**EXTRAIT DU DOCUMENT:**
┌──

L’efgartigimod, une nouvelle molécule ciblant le FcRn, efficace en traitement de la myasthénie.

La myasthénie est une maladie auto-immune provoquant une faiblesse musculaire impactant la qualité de vie des patients. Une étude a testé un nouveau médicament l'efgartigimod, fragment Fc d'IgG1 humaine d’affinité accrue pour le récepteur néonatal des immunoglobulines dans le traitement de la myasthénie.
un article rédigé par Alexandre JENTZER 08/02/2023
Aucunes données associées
  • Public cible : grand public ; médecins, étudiants
  • Temps de lecture : 4 minutes
  • Une actualité relue par les Pr Sophie CANDON (Rouen) et Sylvain DUBUCQUOI (Lille)

La myasthénie, qu'est ce que c'est ?

La Myasthénie

La myasthénie est une maladie chronique, auto-immune, provoquant une faiblesse musculaire impactant la qualité de vie des patients. La majorité des patients ont des auto-anticorps pathogènes de type immunoglobulines G (IgG), anti-récepteur de l’acétylcholine (RAch) ou plus rarement des auto-anticorps anti-muscle-specific tyrosine kinase (MuSK) ou anti-l_ow-density lipoprotein receptor-related protein 4_ (LRP4). Les anti-RAch bloquent la liaison de l’acétylcholine à son récepteur au niveau de la jonction neuromusculaire, ce qui entraîne l’altération de la transmission neuromusculaire et de la symptomatologie. Les traitements de première intention de la myasthénie sont les anticholinestérasiques à visée symptomatique et les corticoïdes. D’autres immunosuppresseurs peuvent être utilisés particulièrement dans les formes sévères comme le rituximab ou les Immunoglobulines intraveineuses (IVIg).

└──

**ENTRÉES EXTRAITES:**
┌──

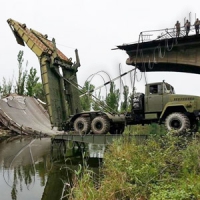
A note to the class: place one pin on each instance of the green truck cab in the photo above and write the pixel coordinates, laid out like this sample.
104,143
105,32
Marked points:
161,105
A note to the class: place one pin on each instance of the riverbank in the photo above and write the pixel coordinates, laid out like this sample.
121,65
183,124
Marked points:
5,133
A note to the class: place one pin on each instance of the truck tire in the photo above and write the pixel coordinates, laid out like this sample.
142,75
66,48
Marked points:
177,121
194,126
100,125
117,130
82,125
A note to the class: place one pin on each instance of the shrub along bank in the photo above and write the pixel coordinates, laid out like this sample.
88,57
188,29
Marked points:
161,168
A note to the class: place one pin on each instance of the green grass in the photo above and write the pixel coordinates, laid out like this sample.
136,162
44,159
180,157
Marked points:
160,168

└──

**SÉRIE D'EXERCICES:**
(A) Reproduisez le passage de l'article sur la myasthénie, de "un article rédigé" à "Sylvain DUBUCQUOI (Lille)".
(B) Traduisez en anglais cette phrase de l'article sur la myasthénie : « Les traitements de première intention de la myasthénie sont les anticholinestérasiques à visée symptomatique et les corticoïdes. »
(C) Reprenez l'article sur la myasthénie à la suite de sa dernière phrase.

**CORRIGÉ DÉTAILLÉ:**
(A)
un article rédigé par Alexandre JENTZER 08/02/2023
Aucunes données associées
  • Public cible : grand public ; médecins, étudiants
  • Temps de lecture : 4 minutes
  • Une actualité relue par les Pr Sophie CANDON (Rouen) et Sylvain DUBUCQUOI (Lille)

(B) First-line treatments for myasthenia gravis are symptomatic anticholinesterase drugs and corticosteroids.

(C)
Rôle du récepteur néonatal Fc et de l'efgartigimod

Le récepteur néonatal Fc (FcRn) est une molécule CMH-like qui interagit avec les IgG circulantes, mais également l’albumine. Exprimé notamment par les cellules endothéliales, il permet après internalisation par endocytose des protéines plasmatiques, de préserver les IgG de la dégradation lysosomale, et après exocytose dans le milieu extracellulaire, de les recycler. Il prolonge ainsi la demi-vie des IgG à trois semaines, générant une épargne significative des anticorps (Ac), limitant ainsi la pression de production des immunoglobulines produites par les plasmocytes. Ce FcRn contribue aussi au passage des Ac des muqueuses (intestinales, respiratoires...) vers la lumière, environnement hébergeant la flore. Il contribue également aux passages des Ac de la mère vers le fœtus, au cours de la grossesse.

Dans les maladies auto-immunes, il contribue cependant à prolonger la durée de vie des auto-anticorps, comme ceux associés à la myasthénie.

L'efgartigimod est un fragment Fc d'IgG1 humaine qui a été conçu pour avoir une affinité accrue pour le FcRn par rapport aux IgG endogènes. Il diminue ainsi le recyclage des IgG, dont les anti-RAch, par compétition directe au niveau du site de liaison au FcRn.

Les résultats de l'essai thérapeutique ADAPT

L’étude ADAPT parue dans Lancet Neurology décrit un essai clinique randomisé, en double aveugle, contrôlé contre placebo, multicentrique, de phase 3 évaluant l'efgartigimod chez 167 patients atteints de myasthénie. Parmi eux, 77% présentaient des Ac anti-RAch et 4% des anti-MuSK. Les patients ont été suivis sur une période de 6 mois. Ils ont reçu soit l’efgartigimod (n=84) soit le placebo (n=83), en perfusions hebdomadaires.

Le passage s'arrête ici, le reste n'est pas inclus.